- _What is expected_
Copy out the whole mailing-list reply about RAID1 recovery on the 2.6 kernel, character for character.

- _Extract provided_
# # # #
On Sunday October 19, spam@streefland.xs4all.nl wrote:
> When I mark one of the devices in a RAID1 array faulty, remove it, and
> re-add it, recovery starts, but stops too early, leaving the array in
> degraded mode. I'me seeing this in the latest 2.6.0 kernels, including
> 2.6.0-test8. The 2.4.22 kernel works OK, although the array is marked
> "dirty" (?). Below is a script to reproduce the problem, followed by
> the output of the script. I'm using mdadm-1.3.0.

Thanks for providing a script...
It works fine for me (2.6.0-test8).

I don't suppose there is anything in the kernel logs about write
errors on loop2 ???

Does it fail consistently for you, or only occasionally?

NeilBrown

^ permalink raw reply	[flat|nested] 7+ messages in thread

* Re: RAID1 recovery fails with 2.6 kernel
  2003-10-20  6:15 ` Neil Brown
@ 2003-10-20  8:43   ` Dick Streefland
  2003-10-22 17:43     ` Mike Tran
  2003-10-22 22:54   ` Kernel OOps: bad magic 0 while RAID5 resync operation Bo Moon
  1 sibling, 1 reply; 7+ messages in thread
From: Dick Streefland @ 2003-10-20  8:43 UTC (permalink / raw)
# # # #
- _Dataset extract_

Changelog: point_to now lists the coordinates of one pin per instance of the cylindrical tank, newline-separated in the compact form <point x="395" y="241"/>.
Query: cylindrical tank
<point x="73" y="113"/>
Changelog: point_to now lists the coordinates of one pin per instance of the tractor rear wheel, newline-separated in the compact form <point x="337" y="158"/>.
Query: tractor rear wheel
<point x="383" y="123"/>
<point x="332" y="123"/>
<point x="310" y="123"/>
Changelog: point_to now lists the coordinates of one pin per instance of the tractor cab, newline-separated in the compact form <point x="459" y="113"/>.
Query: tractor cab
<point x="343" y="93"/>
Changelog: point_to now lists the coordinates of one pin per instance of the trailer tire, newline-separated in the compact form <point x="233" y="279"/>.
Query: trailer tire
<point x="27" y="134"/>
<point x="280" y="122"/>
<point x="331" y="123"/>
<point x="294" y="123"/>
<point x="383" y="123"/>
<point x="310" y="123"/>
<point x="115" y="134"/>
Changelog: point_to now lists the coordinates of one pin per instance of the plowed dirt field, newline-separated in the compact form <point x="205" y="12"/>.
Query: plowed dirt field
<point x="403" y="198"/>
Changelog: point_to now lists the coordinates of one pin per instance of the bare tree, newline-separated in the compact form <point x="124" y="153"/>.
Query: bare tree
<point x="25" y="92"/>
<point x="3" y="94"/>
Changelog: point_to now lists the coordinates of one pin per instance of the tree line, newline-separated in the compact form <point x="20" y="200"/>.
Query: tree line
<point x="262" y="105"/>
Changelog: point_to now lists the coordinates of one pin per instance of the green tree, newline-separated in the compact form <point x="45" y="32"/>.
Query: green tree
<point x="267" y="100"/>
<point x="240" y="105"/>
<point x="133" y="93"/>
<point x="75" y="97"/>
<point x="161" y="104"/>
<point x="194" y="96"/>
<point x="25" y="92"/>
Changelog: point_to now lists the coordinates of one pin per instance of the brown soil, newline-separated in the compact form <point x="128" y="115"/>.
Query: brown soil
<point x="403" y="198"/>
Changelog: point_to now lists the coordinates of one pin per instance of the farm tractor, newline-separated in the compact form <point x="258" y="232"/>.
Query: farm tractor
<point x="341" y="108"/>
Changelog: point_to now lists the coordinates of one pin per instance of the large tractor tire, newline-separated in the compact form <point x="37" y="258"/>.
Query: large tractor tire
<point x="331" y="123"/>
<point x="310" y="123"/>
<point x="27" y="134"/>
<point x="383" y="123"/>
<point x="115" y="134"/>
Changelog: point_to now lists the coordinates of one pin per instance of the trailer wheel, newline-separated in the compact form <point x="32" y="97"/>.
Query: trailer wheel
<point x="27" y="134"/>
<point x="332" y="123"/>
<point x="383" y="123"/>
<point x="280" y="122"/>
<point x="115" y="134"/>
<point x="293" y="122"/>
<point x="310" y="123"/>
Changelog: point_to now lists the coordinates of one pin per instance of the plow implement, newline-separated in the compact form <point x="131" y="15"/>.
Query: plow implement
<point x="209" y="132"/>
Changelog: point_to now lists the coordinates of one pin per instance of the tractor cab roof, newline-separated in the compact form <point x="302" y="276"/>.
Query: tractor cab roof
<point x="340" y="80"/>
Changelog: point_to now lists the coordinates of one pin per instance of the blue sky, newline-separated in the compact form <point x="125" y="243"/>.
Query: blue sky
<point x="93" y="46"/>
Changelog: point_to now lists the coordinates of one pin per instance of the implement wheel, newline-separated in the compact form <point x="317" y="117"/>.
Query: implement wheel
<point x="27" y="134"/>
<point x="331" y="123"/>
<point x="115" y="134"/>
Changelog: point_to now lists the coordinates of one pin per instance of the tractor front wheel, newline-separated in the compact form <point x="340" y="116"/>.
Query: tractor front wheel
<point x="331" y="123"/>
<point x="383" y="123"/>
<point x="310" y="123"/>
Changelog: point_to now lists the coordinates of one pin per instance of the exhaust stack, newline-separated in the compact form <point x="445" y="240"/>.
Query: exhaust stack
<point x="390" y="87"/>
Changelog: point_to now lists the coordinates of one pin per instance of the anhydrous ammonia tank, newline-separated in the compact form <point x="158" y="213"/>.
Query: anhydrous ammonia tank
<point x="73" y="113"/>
# # # #
- _Worked answer_
On Sunday October 19, spam@streefland.xs4all.nl wrote:
> When I mark one of the devices in a RAID1 array faulty, remove it, and
> re-add it, recovery starts, but stops too early, leaving the array in
> degraded mode. I'me seeing this in the latest 2.6.0 kernels, including
> 2.6.0-test8. The 2.4.22 kernel works OK, although the array is marked
> "dirty" (?). Below is a script to reproduce the problem, followed by
> the output of the script. I'm using mdadm-1.3.0.

Thanks for providing a script...
It works fine for me (2.6.0-test8).

I don't suppose there is anything in the kernel logs about write
errors on loop2 ???

Does it fail consistently for you, or only occasionally?

NeilBrown

^ permalink raw reply	[flat|nested] 7+ messages in thread

* Re: RAID1 recovery fails with 2.6 kernel
  2003-10-20  6:15 ` Neil Brown
@ 2003-10-20  8:43   ` Dick Streefland
  2003-10-22 17:43     ` Mike Tran
  2003-10-22 22:54   ` Kernel OOps: bad magic 0 while RAID5 resync operation Bo Moon
  1 sibling, 1 reply; 7+ messages in thread
From: Dick Streefland @ 2003-10-20  8:43 UTC (permalink / raw)